▸ **TASK GOAL**
Return, exactly and in full, the lines of the records below starting at the one with "Reviewer note: every instance of the gravel pebble" and ending at the one with "[[223, 238], [23, 292], [54, 75], [306, 288]]", and no other lines.

▸ **RECORDS PROVIDED**
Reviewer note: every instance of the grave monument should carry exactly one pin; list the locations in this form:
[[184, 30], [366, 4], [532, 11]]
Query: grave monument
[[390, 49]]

...

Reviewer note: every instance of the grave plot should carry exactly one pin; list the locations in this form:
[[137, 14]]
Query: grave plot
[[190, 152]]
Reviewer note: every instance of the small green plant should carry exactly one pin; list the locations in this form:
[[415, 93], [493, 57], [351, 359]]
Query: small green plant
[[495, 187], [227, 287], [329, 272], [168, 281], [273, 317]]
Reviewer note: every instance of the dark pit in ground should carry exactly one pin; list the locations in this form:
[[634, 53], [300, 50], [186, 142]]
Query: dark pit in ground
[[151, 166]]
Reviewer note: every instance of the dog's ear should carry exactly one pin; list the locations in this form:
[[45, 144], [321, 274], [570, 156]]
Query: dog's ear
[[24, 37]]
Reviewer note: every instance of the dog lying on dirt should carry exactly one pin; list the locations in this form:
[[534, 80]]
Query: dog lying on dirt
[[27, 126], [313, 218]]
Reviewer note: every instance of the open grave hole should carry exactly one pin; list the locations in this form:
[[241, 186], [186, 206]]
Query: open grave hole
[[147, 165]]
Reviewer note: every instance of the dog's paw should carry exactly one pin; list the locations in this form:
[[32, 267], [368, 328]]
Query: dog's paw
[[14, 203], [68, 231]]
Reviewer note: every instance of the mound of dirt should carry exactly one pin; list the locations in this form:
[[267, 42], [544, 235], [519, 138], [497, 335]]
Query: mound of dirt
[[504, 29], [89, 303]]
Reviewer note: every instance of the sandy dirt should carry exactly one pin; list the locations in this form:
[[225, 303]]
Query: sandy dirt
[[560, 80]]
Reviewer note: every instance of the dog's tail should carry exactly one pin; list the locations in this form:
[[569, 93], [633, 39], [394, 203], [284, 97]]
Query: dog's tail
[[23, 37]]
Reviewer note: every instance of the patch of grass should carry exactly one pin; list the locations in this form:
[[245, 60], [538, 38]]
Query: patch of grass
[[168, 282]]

...

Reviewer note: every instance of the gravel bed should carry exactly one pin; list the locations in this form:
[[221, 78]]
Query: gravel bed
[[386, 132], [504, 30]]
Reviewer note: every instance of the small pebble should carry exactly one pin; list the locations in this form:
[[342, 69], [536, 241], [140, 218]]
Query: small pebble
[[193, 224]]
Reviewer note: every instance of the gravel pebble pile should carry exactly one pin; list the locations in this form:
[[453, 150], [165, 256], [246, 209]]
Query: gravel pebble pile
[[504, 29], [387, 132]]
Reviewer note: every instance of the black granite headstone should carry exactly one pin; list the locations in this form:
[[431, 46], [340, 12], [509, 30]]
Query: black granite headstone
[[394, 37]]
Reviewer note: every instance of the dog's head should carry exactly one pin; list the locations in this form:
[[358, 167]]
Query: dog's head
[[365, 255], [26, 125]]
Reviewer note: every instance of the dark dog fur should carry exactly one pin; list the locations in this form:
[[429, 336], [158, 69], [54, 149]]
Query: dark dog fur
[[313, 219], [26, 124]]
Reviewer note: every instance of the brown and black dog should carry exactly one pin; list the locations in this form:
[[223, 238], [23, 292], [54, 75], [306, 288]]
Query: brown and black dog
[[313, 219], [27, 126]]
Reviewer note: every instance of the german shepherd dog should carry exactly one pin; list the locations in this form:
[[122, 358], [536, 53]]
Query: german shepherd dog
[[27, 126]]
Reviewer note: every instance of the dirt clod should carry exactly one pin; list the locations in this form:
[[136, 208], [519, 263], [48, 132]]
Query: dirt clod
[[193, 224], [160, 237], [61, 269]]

▸ **SOLVED PROBLEM**
Reviewer note: every instance of the gravel pebble pile should carry exactly one pin; list the locations in this form:
[[453, 150], [165, 256], [246, 209]]
Query: gravel pebble pile
[[504, 29], [387, 132]]
Reviewer note: every instance of the black granite headstone should carry exactly one pin; list the locations in this form:
[[431, 46], [340, 12], [509, 30]]
Query: black granite headstone
[[394, 37]]
Reviewer note: every instance of the dog's head should carry exactly one pin; list the locations in this form:
[[358, 167]]
Query: dog's head
[[365, 255], [26, 125]]
Reviewer note: every instance of the dark dog fur should carry exactly one pin; list the locations in this form:
[[429, 336], [158, 69], [54, 149]]
Query: dark dog fur
[[313, 219], [26, 124]]
Reviewer note: every instance of the brown and black dog should carry exactly one pin; list the locations in this form:
[[223, 238], [23, 292], [54, 75], [306, 288]]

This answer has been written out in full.